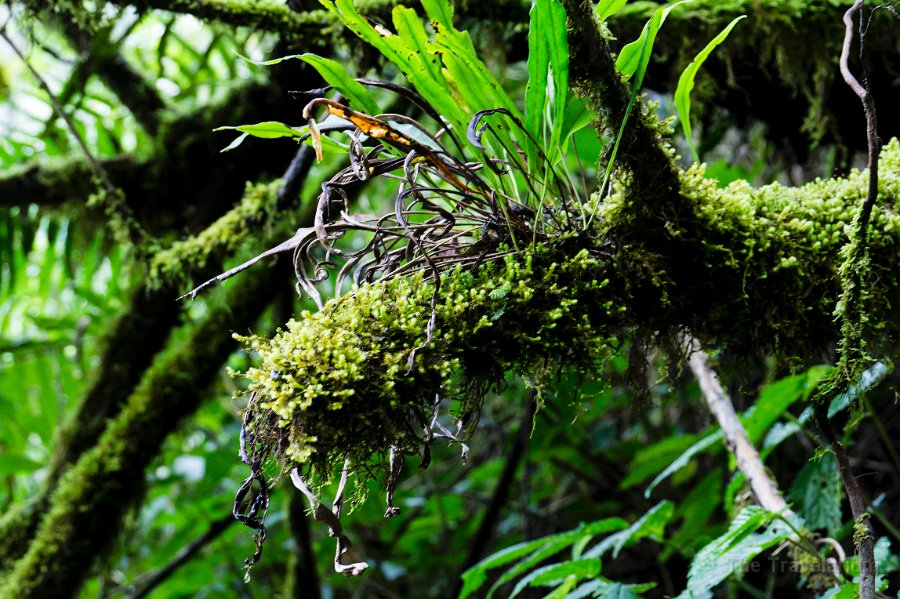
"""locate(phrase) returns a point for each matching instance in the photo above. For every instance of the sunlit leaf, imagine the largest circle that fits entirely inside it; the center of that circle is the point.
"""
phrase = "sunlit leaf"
(686, 83)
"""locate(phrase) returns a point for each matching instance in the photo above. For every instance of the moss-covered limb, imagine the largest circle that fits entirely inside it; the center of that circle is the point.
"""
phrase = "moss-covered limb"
(131, 88)
(759, 268)
(308, 20)
(89, 501)
(594, 77)
(334, 381)
(193, 257)
(749, 269)
(149, 317)
(779, 66)
(267, 15)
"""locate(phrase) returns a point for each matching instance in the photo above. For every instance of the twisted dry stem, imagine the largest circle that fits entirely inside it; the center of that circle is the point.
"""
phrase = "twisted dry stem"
(765, 490)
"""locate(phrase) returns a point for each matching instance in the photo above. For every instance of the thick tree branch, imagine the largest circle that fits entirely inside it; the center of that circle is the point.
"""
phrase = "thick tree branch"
(87, 505)
(306, 18)
(145, 584)
(594, 77)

| EXERCISE |
Extract, without any alteration, the portion of the records that opens with the line containing "of the moss-covered" and closes with the final line of the records.

| EXERCISE SOLUTION |
"""locate(phrase) returns a point for each matching instance in the photo above. For every instance of the moss-covered limb, imagine the largest circle that fits entirely inside it; the center of that circle is the point.
"""
phrase = "moss-covered limb"
(131, 88)
(759, 268)
(308, 20)
(89, 501)
(594, 77)
(334, 381)
(193, 257)
(749, 269)
(149, 317)
(779, 66)
(267, 15)
"""locate(phrase) returns a point for each matching instance in the photo above. For every instance of the twisted dry stem, imagine the largest circle that fits entirely inside it; the center of that circle is the point.
"""
phrase = "twisted dry stem"
(765, 490)
"""locate(phrase) returns a point for each matching instance in the photo above. For every instance of the thick tree branch, imagine the largest circle that fits entirely inside it; the center of that circle is the point.
"""
phrase = "thick tree branch"
(87, 505)
(306, 18)
(145, 584)
(594, 77)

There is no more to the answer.